-- START EXERCISE MATERIALS --

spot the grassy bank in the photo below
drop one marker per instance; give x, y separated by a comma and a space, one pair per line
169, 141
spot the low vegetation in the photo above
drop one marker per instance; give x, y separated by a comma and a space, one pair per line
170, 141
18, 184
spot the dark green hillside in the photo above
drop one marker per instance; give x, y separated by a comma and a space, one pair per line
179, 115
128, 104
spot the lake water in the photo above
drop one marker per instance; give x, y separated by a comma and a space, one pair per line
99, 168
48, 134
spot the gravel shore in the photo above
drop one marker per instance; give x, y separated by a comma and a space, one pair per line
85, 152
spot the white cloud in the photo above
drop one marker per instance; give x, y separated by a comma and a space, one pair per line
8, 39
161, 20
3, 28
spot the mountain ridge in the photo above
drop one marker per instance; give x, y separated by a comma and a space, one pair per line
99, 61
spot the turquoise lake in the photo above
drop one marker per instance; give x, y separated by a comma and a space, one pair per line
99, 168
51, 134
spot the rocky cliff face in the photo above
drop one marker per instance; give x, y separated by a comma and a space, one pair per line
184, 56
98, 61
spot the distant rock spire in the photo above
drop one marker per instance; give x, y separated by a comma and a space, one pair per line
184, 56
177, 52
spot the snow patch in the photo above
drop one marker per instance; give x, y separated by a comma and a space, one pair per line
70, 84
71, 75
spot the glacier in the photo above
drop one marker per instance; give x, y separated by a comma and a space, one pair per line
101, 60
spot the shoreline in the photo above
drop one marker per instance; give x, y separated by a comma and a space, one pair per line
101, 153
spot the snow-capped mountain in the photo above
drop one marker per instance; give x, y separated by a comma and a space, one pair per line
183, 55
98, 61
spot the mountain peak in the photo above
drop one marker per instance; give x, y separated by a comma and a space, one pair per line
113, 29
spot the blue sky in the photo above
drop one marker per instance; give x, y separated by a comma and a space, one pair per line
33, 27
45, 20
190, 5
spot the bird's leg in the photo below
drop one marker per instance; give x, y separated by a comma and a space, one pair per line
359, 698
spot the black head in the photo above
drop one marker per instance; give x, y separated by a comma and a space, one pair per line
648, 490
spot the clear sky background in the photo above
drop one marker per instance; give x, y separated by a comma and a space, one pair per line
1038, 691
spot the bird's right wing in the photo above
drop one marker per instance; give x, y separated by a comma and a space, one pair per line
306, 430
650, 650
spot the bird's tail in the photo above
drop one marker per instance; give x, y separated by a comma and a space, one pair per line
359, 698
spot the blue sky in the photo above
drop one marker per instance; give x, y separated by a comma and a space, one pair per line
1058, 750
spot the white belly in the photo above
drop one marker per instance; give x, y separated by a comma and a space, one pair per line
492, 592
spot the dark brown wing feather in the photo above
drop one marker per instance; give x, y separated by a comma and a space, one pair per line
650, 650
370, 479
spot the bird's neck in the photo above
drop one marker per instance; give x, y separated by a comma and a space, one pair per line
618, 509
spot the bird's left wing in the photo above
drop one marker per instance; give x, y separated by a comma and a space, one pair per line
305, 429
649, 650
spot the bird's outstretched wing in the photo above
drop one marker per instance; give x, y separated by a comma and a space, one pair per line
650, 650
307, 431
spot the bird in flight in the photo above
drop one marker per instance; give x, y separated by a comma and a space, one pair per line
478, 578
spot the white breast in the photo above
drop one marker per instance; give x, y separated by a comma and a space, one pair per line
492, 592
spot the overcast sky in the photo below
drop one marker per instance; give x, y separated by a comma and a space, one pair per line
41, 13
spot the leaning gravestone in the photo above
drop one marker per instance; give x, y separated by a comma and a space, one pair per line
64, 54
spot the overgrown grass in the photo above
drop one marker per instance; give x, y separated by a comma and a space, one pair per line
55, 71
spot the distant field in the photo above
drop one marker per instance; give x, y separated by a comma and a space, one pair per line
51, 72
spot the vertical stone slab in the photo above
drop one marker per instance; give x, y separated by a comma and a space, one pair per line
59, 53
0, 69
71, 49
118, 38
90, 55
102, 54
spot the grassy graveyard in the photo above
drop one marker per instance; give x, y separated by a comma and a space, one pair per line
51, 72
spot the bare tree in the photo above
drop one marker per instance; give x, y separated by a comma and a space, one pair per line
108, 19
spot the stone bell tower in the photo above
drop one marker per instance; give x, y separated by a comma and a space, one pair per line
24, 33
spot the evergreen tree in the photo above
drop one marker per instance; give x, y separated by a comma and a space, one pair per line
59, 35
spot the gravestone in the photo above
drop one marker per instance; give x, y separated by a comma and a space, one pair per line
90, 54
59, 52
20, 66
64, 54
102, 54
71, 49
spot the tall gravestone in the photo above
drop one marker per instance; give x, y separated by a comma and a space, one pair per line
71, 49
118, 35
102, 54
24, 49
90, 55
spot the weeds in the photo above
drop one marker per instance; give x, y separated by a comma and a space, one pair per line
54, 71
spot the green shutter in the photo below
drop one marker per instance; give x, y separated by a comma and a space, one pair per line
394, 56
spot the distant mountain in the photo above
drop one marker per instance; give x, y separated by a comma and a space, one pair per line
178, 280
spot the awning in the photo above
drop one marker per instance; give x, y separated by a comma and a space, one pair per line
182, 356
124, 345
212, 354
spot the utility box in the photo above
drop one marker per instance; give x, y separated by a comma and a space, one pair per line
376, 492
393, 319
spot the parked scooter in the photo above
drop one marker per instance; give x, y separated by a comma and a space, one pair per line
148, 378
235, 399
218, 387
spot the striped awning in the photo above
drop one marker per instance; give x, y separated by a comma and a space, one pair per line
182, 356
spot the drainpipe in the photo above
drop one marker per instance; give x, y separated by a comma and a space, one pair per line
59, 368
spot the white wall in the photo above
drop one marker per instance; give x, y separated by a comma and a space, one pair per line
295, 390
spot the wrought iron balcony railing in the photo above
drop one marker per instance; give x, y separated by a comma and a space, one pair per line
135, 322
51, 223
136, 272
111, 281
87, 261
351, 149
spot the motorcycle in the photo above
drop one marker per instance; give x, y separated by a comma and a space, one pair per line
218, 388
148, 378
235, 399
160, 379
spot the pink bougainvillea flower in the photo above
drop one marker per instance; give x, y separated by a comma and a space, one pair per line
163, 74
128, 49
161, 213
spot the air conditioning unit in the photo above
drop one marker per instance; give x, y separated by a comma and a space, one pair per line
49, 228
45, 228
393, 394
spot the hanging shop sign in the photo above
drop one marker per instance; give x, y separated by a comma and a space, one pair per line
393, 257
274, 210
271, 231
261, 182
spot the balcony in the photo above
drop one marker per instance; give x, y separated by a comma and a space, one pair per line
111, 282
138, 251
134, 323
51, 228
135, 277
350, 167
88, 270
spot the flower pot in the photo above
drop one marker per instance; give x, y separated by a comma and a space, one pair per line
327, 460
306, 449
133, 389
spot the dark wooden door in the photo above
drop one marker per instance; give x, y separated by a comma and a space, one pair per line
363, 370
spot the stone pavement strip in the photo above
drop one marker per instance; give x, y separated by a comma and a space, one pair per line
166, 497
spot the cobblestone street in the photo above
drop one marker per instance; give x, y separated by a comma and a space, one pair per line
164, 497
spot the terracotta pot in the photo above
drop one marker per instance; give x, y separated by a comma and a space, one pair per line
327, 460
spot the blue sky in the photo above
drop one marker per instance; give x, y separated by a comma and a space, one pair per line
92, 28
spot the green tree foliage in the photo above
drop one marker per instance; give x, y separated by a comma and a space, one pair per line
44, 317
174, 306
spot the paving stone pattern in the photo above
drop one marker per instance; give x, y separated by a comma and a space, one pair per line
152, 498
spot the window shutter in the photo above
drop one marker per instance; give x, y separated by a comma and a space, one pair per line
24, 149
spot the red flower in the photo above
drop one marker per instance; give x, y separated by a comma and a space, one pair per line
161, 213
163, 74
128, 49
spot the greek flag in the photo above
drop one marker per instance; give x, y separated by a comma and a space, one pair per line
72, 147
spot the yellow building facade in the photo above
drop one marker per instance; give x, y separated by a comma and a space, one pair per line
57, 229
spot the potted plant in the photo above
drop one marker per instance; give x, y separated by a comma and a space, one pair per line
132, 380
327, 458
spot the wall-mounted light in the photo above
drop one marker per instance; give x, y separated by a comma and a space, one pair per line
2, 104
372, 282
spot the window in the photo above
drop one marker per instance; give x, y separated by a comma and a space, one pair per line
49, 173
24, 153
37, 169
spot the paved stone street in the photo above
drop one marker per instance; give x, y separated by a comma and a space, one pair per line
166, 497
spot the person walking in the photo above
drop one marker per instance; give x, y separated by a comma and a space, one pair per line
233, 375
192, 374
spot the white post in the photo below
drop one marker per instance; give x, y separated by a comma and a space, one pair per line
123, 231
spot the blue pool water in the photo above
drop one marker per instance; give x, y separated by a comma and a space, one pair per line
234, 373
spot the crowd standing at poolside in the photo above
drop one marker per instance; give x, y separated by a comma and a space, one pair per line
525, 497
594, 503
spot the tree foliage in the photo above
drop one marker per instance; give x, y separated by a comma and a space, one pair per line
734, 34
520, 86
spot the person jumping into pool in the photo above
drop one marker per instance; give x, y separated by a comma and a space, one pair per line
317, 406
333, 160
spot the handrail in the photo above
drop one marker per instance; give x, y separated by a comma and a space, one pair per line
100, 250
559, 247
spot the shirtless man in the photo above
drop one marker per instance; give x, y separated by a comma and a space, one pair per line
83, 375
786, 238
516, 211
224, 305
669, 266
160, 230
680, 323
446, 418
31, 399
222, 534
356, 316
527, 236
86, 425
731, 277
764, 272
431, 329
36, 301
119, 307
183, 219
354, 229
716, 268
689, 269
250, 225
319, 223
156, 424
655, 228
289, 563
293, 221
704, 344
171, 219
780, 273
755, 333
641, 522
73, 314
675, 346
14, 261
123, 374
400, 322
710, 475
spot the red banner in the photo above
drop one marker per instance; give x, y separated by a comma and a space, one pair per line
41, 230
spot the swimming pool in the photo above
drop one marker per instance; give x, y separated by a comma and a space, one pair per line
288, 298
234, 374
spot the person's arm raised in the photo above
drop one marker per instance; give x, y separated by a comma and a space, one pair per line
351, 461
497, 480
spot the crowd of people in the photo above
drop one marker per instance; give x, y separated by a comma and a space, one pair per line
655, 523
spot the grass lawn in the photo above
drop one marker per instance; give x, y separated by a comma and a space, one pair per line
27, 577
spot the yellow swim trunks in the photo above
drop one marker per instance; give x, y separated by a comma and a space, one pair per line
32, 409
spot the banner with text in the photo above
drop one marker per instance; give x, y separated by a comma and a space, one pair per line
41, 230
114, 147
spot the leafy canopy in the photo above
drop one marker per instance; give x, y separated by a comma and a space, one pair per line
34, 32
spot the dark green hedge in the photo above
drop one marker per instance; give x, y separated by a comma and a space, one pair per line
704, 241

-- END EXERCISE MATERIALS --

◆ **INSTRUCTIONS FOR THE TASK**
Return the line that contains "spot the handrail in the photo above" along with every line after it through the end of the entries, exactly, adding nothing.

◆ **RESPONSE TO THE EXERCISE**
spot the handrail in the photo above
drop one marker per instance; give x, y separated by a comma and a space, one pair per line
100, 250
559, 247
spot the shirtless man in the photo above
drop one marker per instance; give x, y separated by a comma and a space, one pair per line
83, 375
786, 238
516, 211
224, 305
669, 266
160, 230
680, 323
446, 418
31, 399
222, 534
356, 316
527, 236
86, 425
731, 277
764, 272
431, 329
36, 301
119, 307
183, 219
354, 229
716, 268
689, 269
250, 225
319, 223
156, 424
655, 228
289, 563
293, 221
704, 344
171, 219
780, 273
755, 333
641, 522
73, 314
675, 346
14, 261
123, 374
400, 322
710, 475
spot the red banner in the photo above
drop one marker per instance; give x, y separated by a comma and a space, one pair per line
41, 230
spot the swimming pool in the photo above
drop one marker per instance; give x, y separated by a comma and a space, one pair per line
288, 298
234, 374
spot the person's arm raised in the photo above
drop one marker per instance; give x, y separated by a comma and a space, one pair per line
351, 461
497, 480
spot the crowd of people in the photo above
drop one marker per instance; give x, y separated by a comma and a space, one pair per line
655, 523
spot the grass lawn in the photo above
drop one marker per instance; give x, y separated by a comma and a space, one pair per line
27, 577
spot the yellow swim trunks in the photo above
drop one marker per instance; give x, y separated by a comma and a space, one pair per line
32, 409
spot the banner with text in the photo above
drop one marker per instance; give x, y separated by a comma and a space, one pair per line
41, 230
114, 147
spot the leafy canopy in the photo above
drop one marker per instance; give x, y separated by a comma and a space, one pair per line
34, 32
spot the dark green hedge in the photo above
drop one marker per instance; give x, y separated by a comma and a space, one pair per line
704, 241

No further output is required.